▸ **Extrait fourni**:
· · ·

L'équipe vocale n'est pas en reste pour autant. Les effets
spectaculaires sont très rares dans le portrait, tout en finesse, que brosse
Nina Stemme de la farouche héroïne. Loin de faire de Minnie une « Brünnhilde
à l'italienne», la soprano suédoise travaille le rôle dans la demi-teinte et
la retenue. Les aigus ne manquent certes pas d'éclat, mais c'est dans les
moments intimistes que l'artiste atteint les cimes. Le nostalgique «Laggiù
nel Soledad» est abordé comme un lied, la voix tissant des correspondances
raffinées avec un tissu orchestral riche en ruptures de rythme et en fugaces
éclairs de tendresse.
En prise de rôle, Jonas Kaufmann trouve, lui
aussi, des accents inattendus pour caractériser son personnage. S'appuyant
sur une présence physique avantageuse, le ténor allemand peut charger son
chant de mélancolie et de poésie, tout en délivrant, quand il le faut, des
aigus radieux. Au dernier acte, après un « Ch'ella mi creda» d'anthologie,
son Dick Johnson privilégie des accents d'une élégance charmeuse, trop
séduisants pour être honnêtes, qui laissent imaginer que Minnie pourrait
bien ne pas jouir longtemps de la vie idyllique qu'elle rêve à ses côtés !
Pour tenir tête à ce couple vraiment exceptionnel, il aurait fallu un
Jack Rance d'une grande prestance scénique et/ou vocale. Tomasz Konieczny,
hélas, n'est jamais à la hauteur. Le timbre du baryton-basse polonais manque
d'éclat, et son interprétation reste marquée du sceau d'une vilaine
tradition vériste, surtout dans les moments pathétiques, où elle devient
inutilement ostentatoire. Les quelque quinze chanteurs engagés pour les
rôles plus épisodiques, en revanche, sont irréprochables, contribuant à
renforcer l'impression d'équilibre dégagée par le spectacle.
Marco
Arturo Marelli modernise l'intrigue en la situant de nos jours, dans un
village où des containers entassés servent de logements de fortune aux
mineurs. Ainsi illustré, le récit émeut, nous montrant que son cadre «
américain » n'est qu'un vernis. L'envol des deux héros dans une montgolfière
multicolore, sur les dernières mesures de la partition, fait quelque peu
figure de pied de nez, obligeant le spectateur à considérer, avec d'infinies
précautions, ce «happy end» improbable qui ne résout rien.

· · ·

▸ **Matériaux recueillis**:
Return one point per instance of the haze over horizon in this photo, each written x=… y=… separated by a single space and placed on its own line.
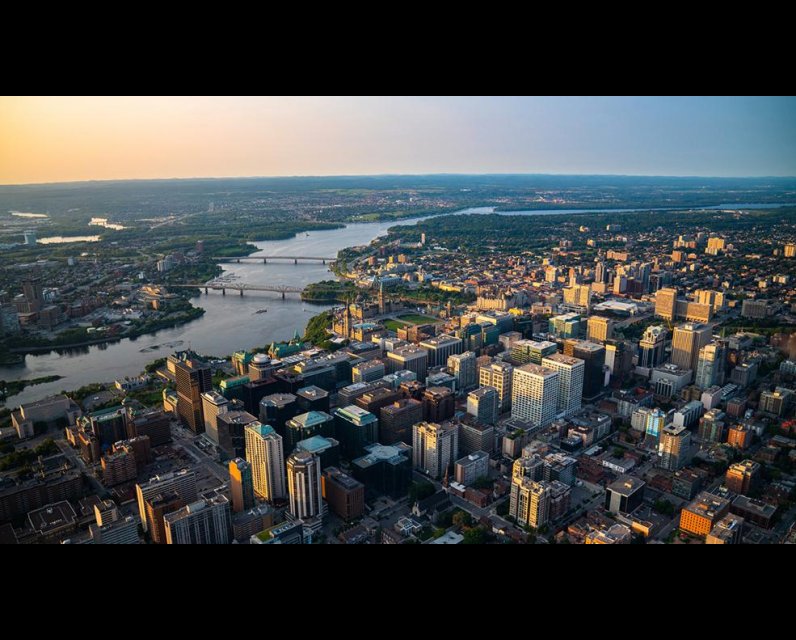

· · ·

▸ **Problèmes à résoudre**:
- a) Recopiez l'extrait entre « L'équipe vocale n'est » et « éclairs de tendresse. », bornes comprises.
- b) D'après l'extrait, dans quel cadre Marco Arturo Marelli situe-t-il l'intrigue ?
Vous n'aurez pas besoin de la liste.

▸ **Réponses fournies**:
- a)
L'équipe vocale n'est pas en reste pour autant. Les effets
spectaculaires sont très rares dans le portrait, tout en finesse, que brosse
Nina Stemme de la farouche héroïne. Loin de faire de Minnie une « Brünnhilde
à l'italienne», la soprano suédoise travaille le rôle dans la demi-teinte et
la retenue. Les aigus ne manquent certes pas d'éclat, mais c'est dans les
moments intimistes que l'artiste atteint les cimes. Le nostalgique «Laggiù
nel Soledad» est abordé comme un lied, la voix tissant des correspondances
raffinées avec un tissu orchestral riche en ruptures de rythme et en fugaces
éclairs de tendresse.

- b) De nos jours, dans un village où des containers entassés servent de logements de fortune aux mineurs.